start
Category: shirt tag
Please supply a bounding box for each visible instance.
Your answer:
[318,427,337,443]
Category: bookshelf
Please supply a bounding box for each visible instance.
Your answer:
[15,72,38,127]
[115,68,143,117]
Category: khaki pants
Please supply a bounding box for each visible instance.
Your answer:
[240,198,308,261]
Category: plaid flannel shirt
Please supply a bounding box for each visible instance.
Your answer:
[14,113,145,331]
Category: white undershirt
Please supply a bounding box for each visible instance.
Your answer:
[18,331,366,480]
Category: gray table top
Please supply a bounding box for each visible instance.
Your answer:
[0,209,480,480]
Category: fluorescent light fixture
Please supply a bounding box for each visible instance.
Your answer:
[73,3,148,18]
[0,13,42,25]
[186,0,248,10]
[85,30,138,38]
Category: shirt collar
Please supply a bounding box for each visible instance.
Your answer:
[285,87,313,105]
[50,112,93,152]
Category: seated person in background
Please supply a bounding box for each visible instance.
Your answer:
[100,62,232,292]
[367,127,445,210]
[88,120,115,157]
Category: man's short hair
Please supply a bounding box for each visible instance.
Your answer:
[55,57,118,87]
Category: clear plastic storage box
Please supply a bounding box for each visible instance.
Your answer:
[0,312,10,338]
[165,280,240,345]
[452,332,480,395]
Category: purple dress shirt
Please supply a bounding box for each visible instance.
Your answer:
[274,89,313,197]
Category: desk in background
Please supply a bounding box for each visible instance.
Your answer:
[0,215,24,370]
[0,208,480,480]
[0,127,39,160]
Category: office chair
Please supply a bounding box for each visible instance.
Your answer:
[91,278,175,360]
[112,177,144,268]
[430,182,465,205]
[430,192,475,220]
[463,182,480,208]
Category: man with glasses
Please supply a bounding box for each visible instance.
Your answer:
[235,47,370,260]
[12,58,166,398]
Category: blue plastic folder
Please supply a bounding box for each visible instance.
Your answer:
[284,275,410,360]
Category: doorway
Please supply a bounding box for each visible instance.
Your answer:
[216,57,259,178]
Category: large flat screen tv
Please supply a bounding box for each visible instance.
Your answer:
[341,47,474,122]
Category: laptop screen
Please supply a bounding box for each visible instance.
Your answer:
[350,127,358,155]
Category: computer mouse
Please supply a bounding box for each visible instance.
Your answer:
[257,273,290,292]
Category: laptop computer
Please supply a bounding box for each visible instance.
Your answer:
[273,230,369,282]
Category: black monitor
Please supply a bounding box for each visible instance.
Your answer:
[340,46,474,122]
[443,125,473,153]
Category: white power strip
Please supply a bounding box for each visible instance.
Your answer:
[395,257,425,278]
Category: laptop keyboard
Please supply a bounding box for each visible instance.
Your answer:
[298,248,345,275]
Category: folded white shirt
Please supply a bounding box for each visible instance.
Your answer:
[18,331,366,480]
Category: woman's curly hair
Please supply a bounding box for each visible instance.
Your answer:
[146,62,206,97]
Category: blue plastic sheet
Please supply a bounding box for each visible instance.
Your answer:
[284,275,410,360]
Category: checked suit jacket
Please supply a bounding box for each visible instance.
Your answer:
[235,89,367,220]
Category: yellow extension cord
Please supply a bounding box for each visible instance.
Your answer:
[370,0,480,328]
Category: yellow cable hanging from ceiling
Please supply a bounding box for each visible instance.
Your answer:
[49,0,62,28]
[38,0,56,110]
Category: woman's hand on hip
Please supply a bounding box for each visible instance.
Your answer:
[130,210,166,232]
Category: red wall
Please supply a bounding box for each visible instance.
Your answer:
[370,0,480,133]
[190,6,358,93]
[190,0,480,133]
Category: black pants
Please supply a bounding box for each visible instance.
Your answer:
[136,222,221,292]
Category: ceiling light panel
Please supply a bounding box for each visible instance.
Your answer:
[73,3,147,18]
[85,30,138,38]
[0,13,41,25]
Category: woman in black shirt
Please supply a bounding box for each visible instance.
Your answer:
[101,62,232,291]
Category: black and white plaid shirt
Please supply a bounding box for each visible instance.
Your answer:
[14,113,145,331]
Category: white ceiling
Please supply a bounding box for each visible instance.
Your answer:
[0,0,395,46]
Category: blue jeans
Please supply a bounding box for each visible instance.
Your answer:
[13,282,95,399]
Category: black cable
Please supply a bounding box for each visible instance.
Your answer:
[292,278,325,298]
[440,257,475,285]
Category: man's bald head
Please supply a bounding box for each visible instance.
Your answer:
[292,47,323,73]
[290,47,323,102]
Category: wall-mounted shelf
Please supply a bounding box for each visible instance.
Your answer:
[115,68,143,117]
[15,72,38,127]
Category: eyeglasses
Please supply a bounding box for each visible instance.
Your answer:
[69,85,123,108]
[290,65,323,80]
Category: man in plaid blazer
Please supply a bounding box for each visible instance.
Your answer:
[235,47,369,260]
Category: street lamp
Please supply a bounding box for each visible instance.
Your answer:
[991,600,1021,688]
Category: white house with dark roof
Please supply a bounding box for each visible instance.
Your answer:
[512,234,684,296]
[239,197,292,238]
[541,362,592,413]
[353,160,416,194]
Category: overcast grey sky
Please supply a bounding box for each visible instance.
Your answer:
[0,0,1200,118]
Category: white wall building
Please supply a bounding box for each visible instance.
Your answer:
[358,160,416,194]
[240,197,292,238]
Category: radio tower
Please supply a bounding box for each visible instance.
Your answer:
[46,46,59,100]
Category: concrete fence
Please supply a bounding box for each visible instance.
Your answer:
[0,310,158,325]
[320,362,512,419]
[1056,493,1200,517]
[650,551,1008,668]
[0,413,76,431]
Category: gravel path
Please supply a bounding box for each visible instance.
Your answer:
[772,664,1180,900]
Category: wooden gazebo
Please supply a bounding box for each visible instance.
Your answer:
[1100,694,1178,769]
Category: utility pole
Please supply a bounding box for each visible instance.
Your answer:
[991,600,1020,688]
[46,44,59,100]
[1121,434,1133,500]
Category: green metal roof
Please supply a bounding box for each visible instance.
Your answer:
end
Can you retype the records starting at the line containing "Category: clear plastic storage box" and ending at the line containing "[273,230,369,282]", with both of those lines included and nothing altered?

Category: clear plastic storage box
Please supply a bounding box for each visible instance.
Your answer:
[0,312,10,338]
[165,280,240,345]
[452,332,480,395]
Category: purple dress shirt
Please supply a bounding box for each visible instance.
Your answer:
[274,89,313,197]
Category: desk in background
Please supply a bounding box for each visible instance.
Your answer:
[0,215,24,370]
[0,208,480,480]
[0,127,39,160]
Category: office chair
Please supply a bounding box for each visible instance.
Your answer:
[91,278,175,360]
[112,177,144,268]
[430,182,465,205]
[430,192,475,220]
[463,182,480,208]
Category: man with glasses
Please supply a bounding box for each visible instance.
Your answer:
[235,47,370,260]
[12,58,166,398]
Category: blue plastic folder
Please supply a bounding box for each visible instance.
Your answer:
[284,275,410,360]
Category: doorway
Please supply a bounding box for each visible instance.
Your answer:
[216,57,259,178]
Category: large flat screen tv
Please supply a bounding box for each visible instance.
Your answer:
[341,47,474,122]
Category: laptop screen
Please supply a bounding box for each visible instance.
Your answer:
[350,127,358,155]
Category: computer mouse
Please supply a bounding box for each visible instance.
Your answer:
[257,273,290,292]
Category: laptop computer
Please supply a bounding box for each visible instance.
Your answer:
[273,230,369,282]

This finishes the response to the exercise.